## [DATA LISTING]
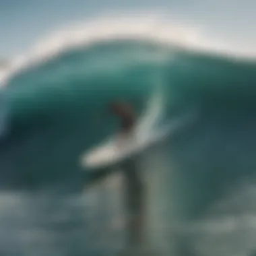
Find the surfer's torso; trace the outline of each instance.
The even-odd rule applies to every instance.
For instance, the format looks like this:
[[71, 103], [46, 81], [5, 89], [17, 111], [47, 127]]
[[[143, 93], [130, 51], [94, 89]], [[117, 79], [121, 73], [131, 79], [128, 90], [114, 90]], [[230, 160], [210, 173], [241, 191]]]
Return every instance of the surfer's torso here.
[[122, 133], [129, 133], [132, 131], [135, 124], [135, 117], [129, 105], [123, 102], [112, 102], [110, 110], [120, 119]]

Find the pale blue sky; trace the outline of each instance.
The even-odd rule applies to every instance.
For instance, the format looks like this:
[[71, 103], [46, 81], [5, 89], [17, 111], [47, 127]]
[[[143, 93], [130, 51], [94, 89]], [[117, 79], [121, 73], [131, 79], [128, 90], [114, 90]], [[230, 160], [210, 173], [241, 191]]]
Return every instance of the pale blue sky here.
[[216, 37], [256, 44], [255, 0], [0, 0], [0, 56], [22, 53], [55, 28], [98, 13], [156, 7]]

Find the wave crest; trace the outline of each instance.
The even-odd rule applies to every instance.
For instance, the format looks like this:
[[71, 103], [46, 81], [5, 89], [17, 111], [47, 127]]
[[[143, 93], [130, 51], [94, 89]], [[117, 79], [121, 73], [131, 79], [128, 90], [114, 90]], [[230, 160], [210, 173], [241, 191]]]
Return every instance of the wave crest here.
[[241, 49], [231, 48], [228, 44], [207, 38], [198, 28], [170, 22], [166, 19], [152, 16], [105, 18], [66, 27], [38, 40], [28, 53], [12, 60], [9, 68], [1, 74], [0, 86], [7, 84], [17, 72], [69, 49], [115, 40], [146, 40], [187, 50], [230, 57], [251, 57], [251, 53], [247, 54]]

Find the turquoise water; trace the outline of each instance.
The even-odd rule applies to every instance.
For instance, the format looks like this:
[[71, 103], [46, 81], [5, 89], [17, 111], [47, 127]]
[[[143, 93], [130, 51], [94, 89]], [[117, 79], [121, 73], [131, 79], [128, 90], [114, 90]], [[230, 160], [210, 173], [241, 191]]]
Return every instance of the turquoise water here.
[[[109, 100], [130, 102], [139, 115], [160, 86], [164, 121], [192, 109], [198, 117], [146, 156], [153, 243], [166, 255], [227, 256], [238, 240], [249, 255], [256, 244], [249, 228], [256, 212], [255, 68], [149, 41], [113, 40], [16, 73], [1, 97], [0, 252], [113, 255], [122, 247], [124, 230], [109, 224], [123, 216], [121, 189], [78, 158], [118, 129], [105, 115]], [[92, 189], [82, 192], [86, 185]], [[98, 242], [108, 232], [108, 245]]]

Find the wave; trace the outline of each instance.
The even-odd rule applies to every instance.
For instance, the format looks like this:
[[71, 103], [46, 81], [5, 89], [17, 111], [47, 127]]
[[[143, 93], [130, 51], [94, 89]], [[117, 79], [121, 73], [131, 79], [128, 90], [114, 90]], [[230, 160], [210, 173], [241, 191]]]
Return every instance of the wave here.
[[0, 75], [3, 87], [15, 73], [56, 57], [73, 48], [119, 40], [148, 40], [174, 49], [205, 52], [233, 59], [255, 59], [256, 52], [210, 38], [197, 27], [183, 25], [161, 15], [100, 18], [60, 29], [15, 57]]

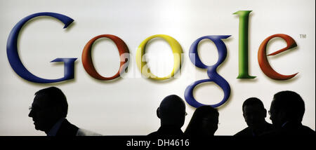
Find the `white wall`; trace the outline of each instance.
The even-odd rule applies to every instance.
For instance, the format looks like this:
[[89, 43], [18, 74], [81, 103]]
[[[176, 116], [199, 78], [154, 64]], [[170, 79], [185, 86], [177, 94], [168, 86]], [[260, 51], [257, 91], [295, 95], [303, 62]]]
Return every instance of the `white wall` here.
[[[290, 90], [299, 93], [305, 102], [303, 123], [315, 130], [315, 1], [4, 1], [0, 0], [0, 135], [44, 135], [34, 130], [27, 116], [34, 93], [54, 86], [65, 93], [69, 103], [67, 118], [77, 126], [106, 135], [147, 135], [157, 130], [159, 121], [156, 109], [166, 95], [184, 99], [186, 87], [207, 79], [206, 71], [190, 61], [189, 48], [206, 35], [232, 35], [225, 40], [228, 57], [219, 74], [232, 89], [229, 101], [219, 108], [220, 125], [216, 135], [232, 135], [246, 126], [242, 104], [250, 97], [263, 100], [268, 109], [273, 94]], [[237, 79], [239, 18], [232, 13], [251, 10], [249, 22], [249, 69], [255, 79]], [[23, 28], [19, 38], [19, 55], [34, 74], [45, 79], [62, 76], [62, 65], [49, 62], [56, 57], [77, 57], [75, 79], [53, 84], [38, 84], [18, 76], [6, 56], [6, 41], [13, 26], [27, 15], [54, 12], [74, 20], [70, 29], [50, 18], [37, 19]], [[81, 62], [84, 46], [93, 37], [114, 34], [128, 45], [132, 55], [126, 77], [116, 81], [91, 78]], [[140, 77], [136, 67], [136, 48], [147, 37], [169, 35], [181, 45], [184, 55], [181, 74], [164, 82]], [[294, 79], [277, 81], [261, 70], [257, 52], [261, 42], [275, 34], [293, 37], [298, 48], [269, 57], [272, 67], [283, 74], [299, 72]], [[306, 39], [300, 38], [306, 34]], [[282, 40], [271, 42], [269, 52], [286, 46]], [[216, 62], [217, 50], [207, 41], [200, 44], [202, 60], [206, 64]], [[172, 69], [171, 48], [163, 40], [154, 40], [147, 47], [154, 74], [166, 75]], [[100, 40], [93, 49], [93, 59], [100, 74], [110, 76], [119, 68], [119, 53], [112, 42]], [[159, 71], [159, 67], [164, 69]], [[134, 77], [133, 77], [134, 76]], [[213, 83], [202, 85], [195, 92], [200, 102], [219, 102], [223, 91]], [[184, 130], [195, 109], [187, 104]], [[270, 122], [268, 118], [266, 118]]]

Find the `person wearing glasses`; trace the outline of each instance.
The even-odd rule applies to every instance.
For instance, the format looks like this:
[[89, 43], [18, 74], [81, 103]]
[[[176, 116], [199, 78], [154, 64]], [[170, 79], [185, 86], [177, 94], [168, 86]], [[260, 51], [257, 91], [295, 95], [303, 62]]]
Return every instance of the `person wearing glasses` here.
[[304, 112], [304, 101], [298, 93], [289, 90], [276, 93], [269, 111], [275, 129], [263, 136], [315, 136], [314, 130], [301, 123]]
[[248, 127], [234, 136], [257, 137], [273, 129], [272, 124], [265, 121], [267, 110], [263, 103], [256, 97], [250, 97], [242, 104], [242, 116]]
[[160, 128], [157, 131], [149, 134], [150, 138], [181, 137], [183, 132], [181, 127], [186, 115], [184, 101], [176, 95], [162, 100], [157, 109], [157, 116], [160, 119]]
[[32, 118], [35, 129], [45, 132], [47, 136], [98, 136], [79, 128], [67, 119], [68, 104], [64, 93], [58, 88], [50, 87], [35, 93], [29, 116]]
[[201, 138], [213, 137], [218, 128], [218, 111], [211, 106], [199, 107], [193, 114], [185, 131], [185, 137]]

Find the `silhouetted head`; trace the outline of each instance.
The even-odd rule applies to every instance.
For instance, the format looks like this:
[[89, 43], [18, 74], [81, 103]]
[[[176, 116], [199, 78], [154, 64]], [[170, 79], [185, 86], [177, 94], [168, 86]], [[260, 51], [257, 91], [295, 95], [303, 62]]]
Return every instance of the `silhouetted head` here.
[[261, 100], [256, 97], [251, 97], [244, 102], [242, 112], [244, 121], [250, 128], [257, 128], [265, 123], [267, 110]]
[[188, 136], [213, 136], [218, 128], [218, 111], [211, 106], [197, 108], [185, 130]]
[[185, 121], [185, 104], [176, 95], [166, 97], [157, 110], [162, 125], [174, 126], [180, 128]]
[[30, 110], [29, 116], [35, 129], [47, 133], [59, 119], [67, 116], [68, 104], [59, 88], [50, 87], [35, 93]]
[[304, 112], [304, 101], [298, 93], [282, 91], [273, 97], [270, 108], [270, 118], [274, 126], [279, 128], [287, 121], [301, 123]]

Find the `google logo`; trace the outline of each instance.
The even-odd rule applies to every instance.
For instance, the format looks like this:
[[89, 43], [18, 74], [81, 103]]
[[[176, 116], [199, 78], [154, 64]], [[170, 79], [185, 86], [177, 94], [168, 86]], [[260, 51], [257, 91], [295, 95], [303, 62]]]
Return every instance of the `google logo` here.
[[[237, 79], [254, 79], [256, 76], [250, 76], [248, 72], [248, 25], [249, 18], [251, 11], [239, 11], [234, 14], [239, 17], [239, 74]], [[64, 15], [62, 14], [55, 13], [38, 13], [28, 15], [21, 20], [20, 20], [12, 29], [7, 42], [7, 56], [9, 63], [12, 69], [21, 78], [34, 83], [57, 83], [64, 81], [74, 78], [74, 62], [77, 58], [56, 58], [51, 61], [62, 62], [64, 62], [64, 76], [56, 79], [46, 79], [40, 78], [32, 74], [23, 65], [21, 60], [19, 57], [18, 53], [18, 37], [22, 27], [29, 20], [39, 16], [50, 16], [61, 21], [64, 25], [64, 28], [67, 28], [74, 21], [73, 19]], [[197, 81], [187, 87], [185, 91], [185, 99], [186, 102], [194, 107], [199, 107], [204, 105], [204, 104], [197, 102], [193, 96], [193, 90], [195, 88], [202, 83], [213, 82], [220, 87], [224, 92], [224, 97], [218, 104], [212, 104], [213, 107], [219, 107], [223, 104], [229, 98], [230, 95], [230, 86], [227, 81], [217, 73], [217, 68], [222, 64], [227, 56], [227, 48], [223, 39], [228, 39], [230, 35], [208, 35], [200, 37], [195, 40], [191, 45], [189, 50], [189, 57], [192, 63], [197, 67], [206, 69], [209, 79]], [[287, 43], [287, 46], [281, 50], [277, 50], [271, 54], [267, 55], [266, 47], [269, 41], [274, 38], [281, 38]], [[105, 77], [99, 74], [96, 70], [93, 63], [91, 57], [92, 46], [94, 42], [100, 38], [107, 38], [112, 40], [116, 45], [120, 55], [119, 69], [117, 73], [110, 77]], [[167, 41], [171, 48], [173, 54], [173, 68], [171, 73], [164, 77], [158, 77], [153, 74], [147, 65], [147, 62], [144, 60], [143, 56], [145, 54], [145, 49], [147, 43], [152, 39], [161, 38]], [[216, 46], [218, 53], [218, 60], [217, 62], [211, 66], [208, 66], [204, 64], [198, 55], [198, 45], [203, 39], [209, 39], [212, 41]], [[270, 36], [266, 38], [261, 43], [259, 50], [258, 51], [258, 62], [262, 71], [270, 79], [275, 80], [288, 80], [294, 77], [298, 73], [291, 75], [283, 75], [277, 73], [270, 66], [267, 56], [275, 55], [285, 50], [290, 50], [292, 48], [296, 47], [296, 43], [294, 39], [287, 34], [277, 34]], [[174, 74], [180, 69], [182, 58], [181, 54], [183, 53], [181, 46], [173, 38], [170, 36], [164, 34], [157, 34], [151, 36], [143, 42], [140, 43], [136, 51], [136, 64], [140, 69], [141, 74], [147, 78], [152, 80], [166, 80], [171, 78]], [[84, 68], [86, 71], [93, 78], [102, 80], [109, 81], [117, 79], [125, 72], [125, 70], [129, 66], [129, 60], [130, 58], [130, 53], [129, 48], [125, 42], [119, 37], [111, 34], [102, 34], [91, 39], [86, 44], [83, 49], [81, 60]]]

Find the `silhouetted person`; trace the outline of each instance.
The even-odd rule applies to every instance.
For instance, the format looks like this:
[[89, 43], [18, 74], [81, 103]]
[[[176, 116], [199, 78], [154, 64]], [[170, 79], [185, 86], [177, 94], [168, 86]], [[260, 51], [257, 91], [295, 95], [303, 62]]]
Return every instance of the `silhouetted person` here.
[[166, 97], [157, 109], [157, 116], [160, 118], [161, 126], [157, 131], [148, 137], [174, 137], [183, 136], [181, 127], [185, 117], [185, 104], [183, 100], [176, 95]]
[[282, 91], [273, 97], [269, 114], [275, 130], [264, 136], [314, 135], [315, 131], [303, 125], [305, 112], [302, 97], [293, 91]]
[[218, 128], [218, 111], [211, 106], [197, 108], [185, 130], [188, 137], [213, 137]]
[[64, 93], [58, 88], [50, 87], [35, 93], [29, 116], [33, 118], [35, 129], [48, 136], [96, 136], [97, 133], [79, 129], [65, 118], [68, 104]]
[[256, 137], [273, 129], [272, 125], [265, 121], [267, 110], [259, 99], [251, 97], [246, 100], [242, 104], [242, 112], [248, 127], [235, 136]]

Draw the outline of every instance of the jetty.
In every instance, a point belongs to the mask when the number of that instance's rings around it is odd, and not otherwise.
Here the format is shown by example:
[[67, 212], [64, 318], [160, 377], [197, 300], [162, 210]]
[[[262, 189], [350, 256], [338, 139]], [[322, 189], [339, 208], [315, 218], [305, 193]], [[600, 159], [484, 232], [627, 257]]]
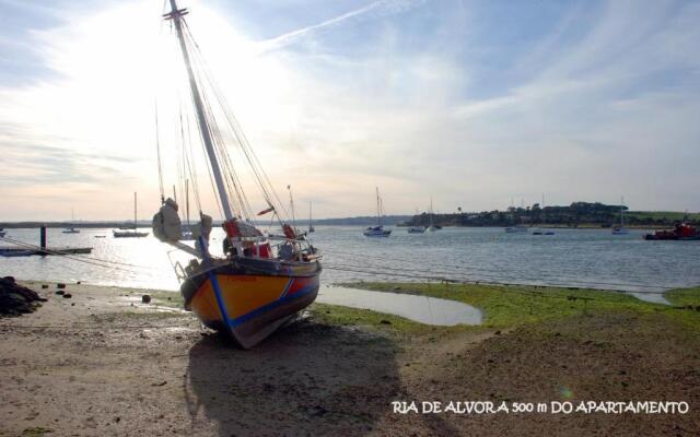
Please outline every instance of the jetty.
[[[2, 240], [14, 243], [8, 238]], [[46, 226], [39, 228], [39, 246], [25, 243], [14, 243], [14, 246], [0, 246], [1, 257], [32, 257], [47, 255], [78, 255], [92, 253], [92, 247], [48, 247], [46, 244]]]

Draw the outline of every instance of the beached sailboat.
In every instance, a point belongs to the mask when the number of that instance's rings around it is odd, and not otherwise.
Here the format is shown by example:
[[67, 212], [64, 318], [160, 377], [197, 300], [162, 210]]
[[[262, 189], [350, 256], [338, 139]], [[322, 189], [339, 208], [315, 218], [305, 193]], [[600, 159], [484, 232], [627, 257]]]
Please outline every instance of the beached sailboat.
[[112, 235], [114, 235], [115, 238], [142, 238], [142, 237], [148, 237], [149, 233], [138, 232], [137, 231], [136, 192], [133, 193], [133, 229], [113, 231]]
[[365, 237], [388, 237], [392, 235], [390, 231], [384, 229], [384, 204], [380, 197], [380, 188], [376, 187], [376, 226], [370, 226], [362, 233]]
[[[206, 326], [230, 334], [247, 349], [314, 302], [319, 287], [320, 257], [290, 224], [282, 222], [280, 214], [284, 208], [279, 197], [223, 96], [217, 92], [211, 78], [206, 76], [201, 54], [185, 24], [187, 10], [178, 9], [175, 0], [170, 0], [170, 5], [172, 10], [164, 17], [172, 21], [177, 35], [199, 140], [203, 143], [217, 200], [224, 215], [224, 257], [213, 257], [209, 251], [212, 220], [201, 211], [201, 204], [200, 221], [192, 226], [196, 248], [179, 243], [182, 227], [177, 203], [163, 199], [162, 184], [163, 205], [153, 217], [153, 232], [161, 240], [196, 257], [186, 267], [175, 264], [183, 281], [180, 292], [185, 308], [194, 311]], [[225, 130], [235, 134], [222, 134]], [[240, 153], [247, 157], [245, 163], [252, 167], [253, 178], [268, 204], [257, 215], [272, 212], [282, 225], [284, 237], [276, 244], [255, 225], [226, 147], [226, 142], [234, 141]], [[197, 186], [192, 188], [197, 193]]]
[[625, 227], [625, 198], [620, 198], [620, 224], [612, 226], [610, 229], [612, 235], [627, 235], [629, 231]]

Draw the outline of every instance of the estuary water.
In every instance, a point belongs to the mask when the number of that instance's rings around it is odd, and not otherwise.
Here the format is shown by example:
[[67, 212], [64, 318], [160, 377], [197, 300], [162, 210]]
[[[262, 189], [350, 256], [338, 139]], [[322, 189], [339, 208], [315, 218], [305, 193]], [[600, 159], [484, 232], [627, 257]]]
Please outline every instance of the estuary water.
[[[612, 236], [608, 229], [532, 235], [506, 234], [503, 228], [444, 228], [425, 234], [386, 228], [392, 229], [388, 238], [368, 238], [357, 226], [316, 226], [310, 239], [324, 253], [323, 283], [446, 279], [616, 290], [651, 300], [661, 299], [665, 290], [700, 284], [700, 241], [645, 241], [643, 231]], [[39, 232], [8, 229], [7, 236], [38, 245]], [[223, 231], [214, 229], [212, 252], [221, 252], [222, 238]], [[187, 260], [151, 235], [114, 238], [112, 229], [81, 229], [80, 234], [48, 229], [48, 245], [88, 246], [93, 251], [72, 257], [0, 257], [0, 274], [177, 290], [172, 262]], [[108, 265], [100, 263], [105, 260]]]

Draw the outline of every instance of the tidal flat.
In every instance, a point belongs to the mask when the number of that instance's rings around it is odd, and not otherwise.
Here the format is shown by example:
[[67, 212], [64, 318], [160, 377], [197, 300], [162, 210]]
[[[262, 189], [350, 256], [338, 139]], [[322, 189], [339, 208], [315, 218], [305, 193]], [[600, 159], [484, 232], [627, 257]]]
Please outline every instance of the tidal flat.
[[[587, 290], [352, 283], [459, 300], [435, 327], [314, 304], [250, 351], [172, 292], [22, 282], [48, 300], [0, 319], [0, 435], [695, 435], [700, 288], [672, 305]], [[48, 284], [43, 290], [42, 284]], [[142, 295], [149, 294], [149, 304]], [[400, 414], [393, 402], [682, 401], [686, 414]]]

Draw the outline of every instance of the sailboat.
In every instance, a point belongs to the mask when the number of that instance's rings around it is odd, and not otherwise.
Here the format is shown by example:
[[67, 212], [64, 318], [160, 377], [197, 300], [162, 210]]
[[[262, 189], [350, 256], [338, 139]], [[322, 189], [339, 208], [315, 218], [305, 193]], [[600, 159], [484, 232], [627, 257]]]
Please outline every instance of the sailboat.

## [WRITTEN REQUEST]
Lay out the lines of the records above as a Markdown table with the columns Index and Content, starting at the line containing "Find the pale" and ending at the line containing "13], [156, 7]]". Give each line its own numbered row and leave out blank lines.

## [TASK OUTPUT]
| Index | Content |
|---|---|
| 1 | Find the pale blue sky; trace the outline of each instance. |
| 2 | The even-odd rule applies to every instance. |
| 3 | For instance, the format looks like this: |
| 4 | [[71, 103], [46, 81], [5, 89], [17, 111], [47, 127]] |
| 5 | [[[143, 93], [130, 51], [94, 89]], [[117, 79], [121, 73], [131, 79], [128, 90], [114, 90]], [[230, 160], [210, 173], [241, 191]]] |
| 6 | Return every instance of the pale blue sky here. |
| 7 | [[216, 37], [256, 44], [255, 0], [0, 0], [0, 56], [22, 53], [55, 28], [98, 13], [156, 7]] |